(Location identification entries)
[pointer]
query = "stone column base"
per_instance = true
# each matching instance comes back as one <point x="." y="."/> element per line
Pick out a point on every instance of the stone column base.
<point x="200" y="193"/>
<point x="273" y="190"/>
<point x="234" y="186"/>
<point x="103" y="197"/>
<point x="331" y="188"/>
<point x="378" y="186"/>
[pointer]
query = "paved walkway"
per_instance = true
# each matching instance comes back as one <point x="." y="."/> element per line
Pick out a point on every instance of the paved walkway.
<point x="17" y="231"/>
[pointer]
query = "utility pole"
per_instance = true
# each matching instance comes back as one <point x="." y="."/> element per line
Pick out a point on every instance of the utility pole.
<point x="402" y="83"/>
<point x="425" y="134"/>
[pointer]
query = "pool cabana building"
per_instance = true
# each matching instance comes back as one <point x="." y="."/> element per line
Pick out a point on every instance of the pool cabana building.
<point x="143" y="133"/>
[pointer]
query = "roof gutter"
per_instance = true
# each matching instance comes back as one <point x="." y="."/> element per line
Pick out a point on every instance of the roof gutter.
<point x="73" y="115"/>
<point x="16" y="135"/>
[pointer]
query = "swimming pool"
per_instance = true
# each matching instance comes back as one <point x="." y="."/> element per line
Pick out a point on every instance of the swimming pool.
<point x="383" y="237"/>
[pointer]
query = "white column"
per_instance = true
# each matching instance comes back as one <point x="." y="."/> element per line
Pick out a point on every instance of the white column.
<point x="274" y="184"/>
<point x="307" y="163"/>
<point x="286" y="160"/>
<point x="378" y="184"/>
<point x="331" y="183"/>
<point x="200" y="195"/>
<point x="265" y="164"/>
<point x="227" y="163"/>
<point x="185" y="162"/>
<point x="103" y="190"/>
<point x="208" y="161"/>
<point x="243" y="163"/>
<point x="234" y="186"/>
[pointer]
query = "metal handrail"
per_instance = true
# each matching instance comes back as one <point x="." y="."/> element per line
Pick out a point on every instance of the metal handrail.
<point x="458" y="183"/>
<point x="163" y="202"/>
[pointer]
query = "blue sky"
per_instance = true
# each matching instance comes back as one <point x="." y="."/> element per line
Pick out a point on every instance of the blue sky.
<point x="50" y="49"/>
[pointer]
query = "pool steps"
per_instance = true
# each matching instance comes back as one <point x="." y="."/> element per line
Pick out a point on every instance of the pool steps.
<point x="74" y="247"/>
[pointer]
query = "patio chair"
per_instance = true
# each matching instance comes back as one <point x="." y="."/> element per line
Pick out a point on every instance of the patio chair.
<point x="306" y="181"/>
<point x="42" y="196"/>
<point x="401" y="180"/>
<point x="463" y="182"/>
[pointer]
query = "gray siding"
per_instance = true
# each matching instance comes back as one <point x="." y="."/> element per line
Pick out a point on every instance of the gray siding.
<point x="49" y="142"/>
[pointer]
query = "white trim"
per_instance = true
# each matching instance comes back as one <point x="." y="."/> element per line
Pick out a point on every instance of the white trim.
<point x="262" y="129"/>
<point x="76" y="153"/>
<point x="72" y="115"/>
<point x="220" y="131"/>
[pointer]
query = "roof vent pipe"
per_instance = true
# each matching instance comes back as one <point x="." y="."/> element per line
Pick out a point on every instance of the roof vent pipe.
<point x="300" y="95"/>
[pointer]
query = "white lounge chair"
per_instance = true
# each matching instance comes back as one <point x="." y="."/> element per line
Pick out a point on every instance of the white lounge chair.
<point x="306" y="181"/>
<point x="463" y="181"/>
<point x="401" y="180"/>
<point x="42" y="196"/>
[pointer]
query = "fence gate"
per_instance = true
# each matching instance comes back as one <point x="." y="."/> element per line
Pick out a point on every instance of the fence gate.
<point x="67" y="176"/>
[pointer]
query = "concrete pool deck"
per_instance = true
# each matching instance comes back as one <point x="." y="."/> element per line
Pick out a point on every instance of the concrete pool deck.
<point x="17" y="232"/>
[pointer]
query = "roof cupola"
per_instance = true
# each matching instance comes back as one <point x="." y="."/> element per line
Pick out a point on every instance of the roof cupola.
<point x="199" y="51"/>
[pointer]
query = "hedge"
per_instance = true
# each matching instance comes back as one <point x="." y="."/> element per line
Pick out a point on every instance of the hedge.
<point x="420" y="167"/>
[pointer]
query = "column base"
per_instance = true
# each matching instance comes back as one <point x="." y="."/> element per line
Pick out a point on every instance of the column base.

Goal → Repeat back the data above, exact to the last character.

Output for this exercise →
[pointer]
query = "stone column base"
per_instance = true
# each matching instance comes back as one <point x="." y="."/> element per line
Pick out a point on every instance of the stone column base.
<point x="200" y="193"/>
<point x="273" y="190"/>
<point x="234" y="186"/>
<point x="103" y="197"/>
<point x="331" y="188"/>
<point x="378" y="186"/>
[pointer]
query = "paved walkway"
per_instance = true
# each matching instance comes back as one <point x="." y="."/> element per line
Pick out a point on every instance of the paved walkway.
<point x="17" y="231"/>
[pointer]
query = "utility pole"
per_instance = true
# each matching instance comes back as one <point x="." y="."/> element per line
Pick out a point on every instance of the utility pole.
<point x="402" y="83"/>
<point x="425" y="134"/>
[pointer]
query = "pool cabana building"
per_instance = true
# each matching instance comes back as one <point x="." y="."/> element per line
Pick out a point on every instance of the pool cabana building.
<point x="143" y="133"/>
[pointer]
query = "roof gutter"
per_instance = true
# each matching instance comes back as one <point x="." y="."/> element per line
Pick out a point on every instance of the roof gutter.
<point x="73" y="115"/>
<point x="16" y="135"/>
[pointer]
query = "swimming pool"
per_instance = true
# each matching instance comes back as one <point x="." y="."/> element per line
Pick out a point on every instance of the swimming pool.
<point x="383" y="237"/>
[pointer]
query = "white column"
per_instance = true
# each matching instance comes back as one <point x="." y="."/> element per line
Pick out a point on every instance of the white column.
<point x="274" y="184"/>
<point x="307" y="163"/>
<point x="286" y="160"/>
<point x="378" y="184"/>
<point x="331" y="183"/>
<point x="200" y="195"/>
<point x="265" y="164"/>
<point x="227" y="163"/>
<point x="185" y="162"/>
<point x="103" y="190"/>
<point x="208" y="161"/>
<point x="243" y="163"/>
<point x="234" y="186"/>
[pointer]
query = "metal handrail"
per_instance = true
# each matching instance comes back as one <point x="." y="."/> element per line
Pick out a point on every instance of the metal handrail.
<point x="458" y="183"/>
<point x="163" y="202"/>
[pointer]
query = "blue sky"
per_instance = true
# each matching instance comes back as one <point x="." y="."/> element per line
Pick out a point on every instance of the blue sky.
<point x="50" y="49"/>
[pointer]
query = "pool steps"
per_instance = true
# each matching instance comes back as one <point x="." y="."/> element per line
Pick out a point on every instance of the pool steps.
<point x="74" y="247"/>
[pointer]
query = "patio chair"
per_instance = true
# each matching instance comes back as one <point x="." y="."/> element per line
Pick out a point on every instance of the patio chair.
<point x="306" y="181"/>
<point x="42" y="196"/>
<point x="401" y="180"/>
<point x="463" y="182"/>
[pointer]
query = "gray siding"
per_instance = true
# each matching instance comes back as one <point x="." y="."/> element per line
Pick out a point on every instance of the gray siding.
<point x="49" y="142"/>
[pointer]
query = "white trim"
per_instance = true
# each matching instance comes back as one <point x="." y="."/> element per line
Pick out a point on every instance of the white trim.
<point x="262" y="129"/>
<point x="76" y="153"/>
<point x="72" y="115"/>
<point x="220" y="131"/>
[pointer]
query = "roof vent pipe"
per_instance = true
# each matching instance comes back as one <point x="." y="."/> element per line
Pick out a point on every instance of the roof vent pipe.
<point x="300" y="95"/>
[pointer]
query = "white lounge chair"
per_instance = true
# each matching instance comes back as one <point x="." y="."/> element per line
Pick out a point on every instance of the white lounge chair.
<point x="306" y="181"/>
<point x="463" y="181"/>
<point x="401" y="180"/>
<point x="42" y="196"/>
[pointer]
query = "fence gate"
per_instance = true
# each matching instance comes back as one <point x="." y="."/> element per line
Pick out a point on every instance of the fence gate.
<point x="67" y="176"/>
[pointer]
query = "concrete pool deck"
per_instance = true
# each matching instance comes back as one <point x="." y="."/> element per line
Pick out a point on every instance of the concrete pool deck.
<point x="17" y="232"/>
[pointer]
query = "roof cupola"
per_instance = true
# each matching instance comes back as one <point x="." y="."/> element per line
Pick out a point on every instance of the roof cupola.
<point x="199" y="51"/>
[pointer]
query = "hedge"
per_instance = true
# each matching instance comes back as one <point x="." y="."/> element per line
Pick out a point on every instance of the hedge.
<point x="420" y="167"/>
[pointer]
query = "column base"
per_instance = true
# each matching instance comes back as one <point x="." y="."/> element per line
Pick out a point on every instance of the column base.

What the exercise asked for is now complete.